• _YOUR GOAL_
Output exactly the lines from the line with "point: the man" through the end of the records below. Include nothing else.

• _MATERIAL TO PROCESS_

########

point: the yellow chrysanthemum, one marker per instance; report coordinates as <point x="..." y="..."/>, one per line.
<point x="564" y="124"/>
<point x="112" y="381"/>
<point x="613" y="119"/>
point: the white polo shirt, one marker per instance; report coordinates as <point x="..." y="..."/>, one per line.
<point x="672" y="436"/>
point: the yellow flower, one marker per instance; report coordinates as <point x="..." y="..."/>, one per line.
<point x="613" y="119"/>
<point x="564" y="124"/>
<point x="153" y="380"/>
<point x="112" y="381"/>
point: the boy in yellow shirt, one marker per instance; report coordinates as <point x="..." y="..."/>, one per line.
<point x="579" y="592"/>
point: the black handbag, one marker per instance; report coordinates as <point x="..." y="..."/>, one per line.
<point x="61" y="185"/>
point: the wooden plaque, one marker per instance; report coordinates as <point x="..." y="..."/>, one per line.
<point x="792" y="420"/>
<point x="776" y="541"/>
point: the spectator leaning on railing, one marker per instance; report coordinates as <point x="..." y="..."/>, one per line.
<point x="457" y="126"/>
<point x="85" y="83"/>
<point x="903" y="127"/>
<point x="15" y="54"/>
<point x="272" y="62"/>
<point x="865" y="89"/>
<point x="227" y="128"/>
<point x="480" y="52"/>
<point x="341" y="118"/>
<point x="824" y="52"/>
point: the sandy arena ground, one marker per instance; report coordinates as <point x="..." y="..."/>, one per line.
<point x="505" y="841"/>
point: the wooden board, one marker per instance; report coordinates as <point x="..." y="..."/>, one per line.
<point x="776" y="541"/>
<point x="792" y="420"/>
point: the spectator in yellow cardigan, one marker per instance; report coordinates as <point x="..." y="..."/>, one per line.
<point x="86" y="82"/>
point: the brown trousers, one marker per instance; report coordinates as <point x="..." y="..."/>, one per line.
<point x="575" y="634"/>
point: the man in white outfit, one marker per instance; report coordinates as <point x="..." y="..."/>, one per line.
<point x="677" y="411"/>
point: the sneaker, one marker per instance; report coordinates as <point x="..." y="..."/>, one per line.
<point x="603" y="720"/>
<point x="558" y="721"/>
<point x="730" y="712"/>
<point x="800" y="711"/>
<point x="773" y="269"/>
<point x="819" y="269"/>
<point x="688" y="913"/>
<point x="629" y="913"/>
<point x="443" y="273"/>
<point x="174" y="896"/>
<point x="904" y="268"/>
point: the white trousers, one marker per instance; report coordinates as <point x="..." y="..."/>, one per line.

########

• _RESPONSE FOR THIS EXERCISE_
point: the man in white outfit, one marker per instance; report coordinates as <point x="..." y="..."/>, one per line.
<point x="677" y="411"/>
point: the sneaker, one marker per instance; report coordinates as <point x="..." y="..."/>, one per line.
<point x="603" y="720"/>
<point x="558" y="721"/>
<point x="730" y="712"/>
<point x="800" y="711"/>
<point x="773" y="269"/>
<point x="819" y="269"/>
<point x="688" y="913"/>
<point x="629" y="913"/>
<point x="443" y="273"/>
<point x="174" y="896"/>
<point x="904" y="268"/>
point: the white trousers, one marker per instance; report coordinates as <point x="..." y="..."/>, one per line.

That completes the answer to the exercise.